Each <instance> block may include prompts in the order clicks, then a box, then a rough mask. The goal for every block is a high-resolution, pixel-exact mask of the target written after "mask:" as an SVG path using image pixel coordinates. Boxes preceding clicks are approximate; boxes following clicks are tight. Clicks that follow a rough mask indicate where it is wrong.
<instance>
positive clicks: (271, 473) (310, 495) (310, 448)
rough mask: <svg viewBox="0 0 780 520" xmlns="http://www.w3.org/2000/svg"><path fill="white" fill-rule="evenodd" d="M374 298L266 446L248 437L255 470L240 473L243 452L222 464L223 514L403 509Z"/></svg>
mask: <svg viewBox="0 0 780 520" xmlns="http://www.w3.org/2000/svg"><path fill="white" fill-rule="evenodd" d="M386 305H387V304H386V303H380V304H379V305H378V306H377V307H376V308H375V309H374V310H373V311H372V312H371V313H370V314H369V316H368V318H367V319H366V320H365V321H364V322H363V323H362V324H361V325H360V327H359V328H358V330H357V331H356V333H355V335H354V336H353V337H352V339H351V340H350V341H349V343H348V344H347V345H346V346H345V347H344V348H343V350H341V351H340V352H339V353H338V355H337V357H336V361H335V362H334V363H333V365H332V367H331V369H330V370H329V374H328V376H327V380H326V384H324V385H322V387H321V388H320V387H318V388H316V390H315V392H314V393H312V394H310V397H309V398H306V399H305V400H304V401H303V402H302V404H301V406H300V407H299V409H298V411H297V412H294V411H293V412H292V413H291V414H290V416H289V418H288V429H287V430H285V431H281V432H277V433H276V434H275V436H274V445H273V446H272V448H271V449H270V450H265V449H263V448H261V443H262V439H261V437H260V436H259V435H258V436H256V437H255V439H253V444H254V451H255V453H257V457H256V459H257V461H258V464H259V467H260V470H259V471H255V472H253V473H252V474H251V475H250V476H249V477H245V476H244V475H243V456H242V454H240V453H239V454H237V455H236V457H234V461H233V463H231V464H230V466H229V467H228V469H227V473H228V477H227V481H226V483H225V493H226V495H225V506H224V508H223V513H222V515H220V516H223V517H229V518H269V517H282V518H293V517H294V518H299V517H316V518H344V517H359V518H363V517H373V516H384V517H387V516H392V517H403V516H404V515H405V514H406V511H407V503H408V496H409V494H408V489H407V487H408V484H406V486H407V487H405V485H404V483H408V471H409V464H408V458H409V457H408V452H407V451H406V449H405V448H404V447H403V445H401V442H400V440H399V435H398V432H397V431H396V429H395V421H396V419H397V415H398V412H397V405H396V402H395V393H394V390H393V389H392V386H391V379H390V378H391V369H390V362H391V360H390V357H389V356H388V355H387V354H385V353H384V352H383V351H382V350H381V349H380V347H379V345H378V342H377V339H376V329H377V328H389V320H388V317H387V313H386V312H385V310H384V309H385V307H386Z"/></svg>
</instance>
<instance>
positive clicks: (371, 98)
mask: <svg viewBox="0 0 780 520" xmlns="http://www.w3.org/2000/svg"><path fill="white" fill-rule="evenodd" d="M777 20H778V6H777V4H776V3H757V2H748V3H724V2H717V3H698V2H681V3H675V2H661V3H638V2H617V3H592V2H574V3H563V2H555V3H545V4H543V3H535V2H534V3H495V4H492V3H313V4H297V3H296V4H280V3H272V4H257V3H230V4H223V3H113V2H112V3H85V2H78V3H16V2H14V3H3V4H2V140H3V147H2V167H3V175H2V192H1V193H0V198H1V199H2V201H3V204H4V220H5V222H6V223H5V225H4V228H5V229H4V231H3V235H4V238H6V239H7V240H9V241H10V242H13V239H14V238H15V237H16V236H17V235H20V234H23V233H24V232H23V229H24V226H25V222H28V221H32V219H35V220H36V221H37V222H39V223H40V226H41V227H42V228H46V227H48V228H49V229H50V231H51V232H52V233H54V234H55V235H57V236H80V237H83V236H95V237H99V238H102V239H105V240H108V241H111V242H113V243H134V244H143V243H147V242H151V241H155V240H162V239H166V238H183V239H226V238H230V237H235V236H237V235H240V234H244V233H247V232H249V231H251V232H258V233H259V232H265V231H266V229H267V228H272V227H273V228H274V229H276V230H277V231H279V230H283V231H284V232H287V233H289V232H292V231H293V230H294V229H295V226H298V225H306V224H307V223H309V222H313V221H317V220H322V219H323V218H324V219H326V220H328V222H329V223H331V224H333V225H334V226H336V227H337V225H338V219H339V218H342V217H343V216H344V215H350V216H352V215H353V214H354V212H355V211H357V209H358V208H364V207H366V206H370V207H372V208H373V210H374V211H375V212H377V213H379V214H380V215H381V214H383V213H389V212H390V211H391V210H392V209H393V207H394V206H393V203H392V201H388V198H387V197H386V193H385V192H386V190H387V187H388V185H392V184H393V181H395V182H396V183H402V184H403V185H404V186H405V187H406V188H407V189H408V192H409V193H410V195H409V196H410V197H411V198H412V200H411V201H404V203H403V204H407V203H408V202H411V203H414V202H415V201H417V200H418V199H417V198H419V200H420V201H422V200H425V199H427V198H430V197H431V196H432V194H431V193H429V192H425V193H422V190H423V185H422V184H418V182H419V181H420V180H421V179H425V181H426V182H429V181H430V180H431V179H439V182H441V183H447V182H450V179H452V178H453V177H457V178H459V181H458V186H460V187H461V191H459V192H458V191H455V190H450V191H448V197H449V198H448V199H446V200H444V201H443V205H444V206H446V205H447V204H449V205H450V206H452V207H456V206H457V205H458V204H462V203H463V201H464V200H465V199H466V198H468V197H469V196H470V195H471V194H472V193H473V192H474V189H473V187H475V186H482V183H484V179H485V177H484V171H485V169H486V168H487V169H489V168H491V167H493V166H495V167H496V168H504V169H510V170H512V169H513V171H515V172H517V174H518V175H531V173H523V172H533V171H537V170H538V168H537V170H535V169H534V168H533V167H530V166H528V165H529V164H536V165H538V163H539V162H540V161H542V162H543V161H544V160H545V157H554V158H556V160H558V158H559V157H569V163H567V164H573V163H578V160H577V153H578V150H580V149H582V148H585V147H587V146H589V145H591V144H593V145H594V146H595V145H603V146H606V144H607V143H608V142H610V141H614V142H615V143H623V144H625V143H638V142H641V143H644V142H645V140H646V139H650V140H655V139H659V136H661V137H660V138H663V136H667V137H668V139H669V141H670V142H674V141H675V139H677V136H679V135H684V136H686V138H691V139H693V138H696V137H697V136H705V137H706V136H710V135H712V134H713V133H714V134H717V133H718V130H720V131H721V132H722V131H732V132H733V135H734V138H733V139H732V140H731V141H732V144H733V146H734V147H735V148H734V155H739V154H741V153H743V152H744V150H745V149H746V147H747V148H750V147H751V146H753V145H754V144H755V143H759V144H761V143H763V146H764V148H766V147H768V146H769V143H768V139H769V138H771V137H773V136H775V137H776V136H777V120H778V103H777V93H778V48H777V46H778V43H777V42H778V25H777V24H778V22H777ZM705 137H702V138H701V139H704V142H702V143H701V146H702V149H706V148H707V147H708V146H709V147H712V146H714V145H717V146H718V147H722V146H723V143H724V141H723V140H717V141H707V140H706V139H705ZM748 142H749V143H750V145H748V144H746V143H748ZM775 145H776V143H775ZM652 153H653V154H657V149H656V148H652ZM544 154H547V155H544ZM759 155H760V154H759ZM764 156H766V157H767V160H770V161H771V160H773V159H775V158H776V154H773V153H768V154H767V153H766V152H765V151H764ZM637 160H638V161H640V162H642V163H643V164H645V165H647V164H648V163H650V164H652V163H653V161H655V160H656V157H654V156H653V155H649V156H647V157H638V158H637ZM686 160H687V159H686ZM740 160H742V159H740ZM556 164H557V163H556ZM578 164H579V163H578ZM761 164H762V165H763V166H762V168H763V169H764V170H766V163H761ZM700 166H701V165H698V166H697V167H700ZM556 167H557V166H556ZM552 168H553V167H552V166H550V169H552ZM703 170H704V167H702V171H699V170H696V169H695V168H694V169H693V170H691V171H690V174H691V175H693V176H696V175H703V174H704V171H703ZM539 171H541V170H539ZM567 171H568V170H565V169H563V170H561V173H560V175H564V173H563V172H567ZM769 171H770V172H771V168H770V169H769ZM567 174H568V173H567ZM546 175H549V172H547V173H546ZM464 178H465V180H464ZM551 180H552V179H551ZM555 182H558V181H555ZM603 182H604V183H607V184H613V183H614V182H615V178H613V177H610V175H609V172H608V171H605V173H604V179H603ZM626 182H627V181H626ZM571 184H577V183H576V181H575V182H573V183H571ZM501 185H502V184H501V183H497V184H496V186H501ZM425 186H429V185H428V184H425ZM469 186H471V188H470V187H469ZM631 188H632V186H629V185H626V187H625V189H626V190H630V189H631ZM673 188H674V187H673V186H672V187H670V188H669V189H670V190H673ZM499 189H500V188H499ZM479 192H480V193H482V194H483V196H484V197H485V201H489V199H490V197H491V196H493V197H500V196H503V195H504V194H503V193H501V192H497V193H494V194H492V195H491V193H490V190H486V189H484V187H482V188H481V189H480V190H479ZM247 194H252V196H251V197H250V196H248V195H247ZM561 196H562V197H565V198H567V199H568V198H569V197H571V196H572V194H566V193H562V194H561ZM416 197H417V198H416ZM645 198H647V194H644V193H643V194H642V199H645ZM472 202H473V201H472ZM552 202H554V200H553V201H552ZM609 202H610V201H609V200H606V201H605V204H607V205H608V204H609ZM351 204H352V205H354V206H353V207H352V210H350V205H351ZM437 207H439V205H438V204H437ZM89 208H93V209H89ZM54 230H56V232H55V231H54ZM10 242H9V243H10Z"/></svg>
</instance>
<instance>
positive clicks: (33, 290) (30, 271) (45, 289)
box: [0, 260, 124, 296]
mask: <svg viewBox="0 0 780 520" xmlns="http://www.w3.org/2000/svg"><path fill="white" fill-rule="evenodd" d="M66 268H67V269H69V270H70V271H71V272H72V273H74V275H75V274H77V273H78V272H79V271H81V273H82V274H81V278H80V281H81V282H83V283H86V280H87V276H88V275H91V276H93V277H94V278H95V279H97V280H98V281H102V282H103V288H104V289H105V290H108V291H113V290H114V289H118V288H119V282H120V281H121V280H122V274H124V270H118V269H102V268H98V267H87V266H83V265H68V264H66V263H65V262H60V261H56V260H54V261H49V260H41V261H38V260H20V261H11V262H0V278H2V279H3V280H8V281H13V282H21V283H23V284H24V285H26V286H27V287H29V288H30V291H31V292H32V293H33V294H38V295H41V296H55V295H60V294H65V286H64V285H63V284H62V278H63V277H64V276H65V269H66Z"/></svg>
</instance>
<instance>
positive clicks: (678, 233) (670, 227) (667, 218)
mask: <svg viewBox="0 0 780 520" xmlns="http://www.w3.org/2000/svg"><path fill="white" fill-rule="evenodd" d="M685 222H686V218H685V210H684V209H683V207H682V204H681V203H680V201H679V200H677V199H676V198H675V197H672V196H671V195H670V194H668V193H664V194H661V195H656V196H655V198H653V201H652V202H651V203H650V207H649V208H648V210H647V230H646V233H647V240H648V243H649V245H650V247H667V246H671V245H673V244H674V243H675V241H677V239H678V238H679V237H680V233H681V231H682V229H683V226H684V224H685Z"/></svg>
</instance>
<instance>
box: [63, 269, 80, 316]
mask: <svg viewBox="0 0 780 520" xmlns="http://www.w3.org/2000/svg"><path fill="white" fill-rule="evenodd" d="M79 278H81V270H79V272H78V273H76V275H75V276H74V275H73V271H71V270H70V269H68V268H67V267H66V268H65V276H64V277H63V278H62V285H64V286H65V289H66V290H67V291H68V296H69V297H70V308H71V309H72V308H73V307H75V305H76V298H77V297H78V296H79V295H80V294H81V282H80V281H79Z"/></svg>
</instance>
____________________
### Exercise instructions:
Reproduce the rows above word for word, starting at the very beginning and ending with the line that contains "rough mask: <svg", including that line.

### Task output:
Each <instance> block may include prompts in the order clicks, then a box, then a rough mask. The goal for every block is a high-resolution, pixel-exact mask of the target written after "mask:" as an SVG path using image pixel coordinates. Boxes preceding clicks are approximate; boxes following clicks are tight. Clicks that follow a rough mask indicate where it is wrong.
<instance>
positive clicks: (271, 473) (310, 495) (310, 448)
rough mask: <svg viewBox="0 0 780 520" xmlns="http://www.w3.org/2000/svg"><path fill="white" fill-rule="evenodd" d="M374 298L266 446L248 437L255 470L240 473L243 452L222 464L223 514L403 509Z"/></svg>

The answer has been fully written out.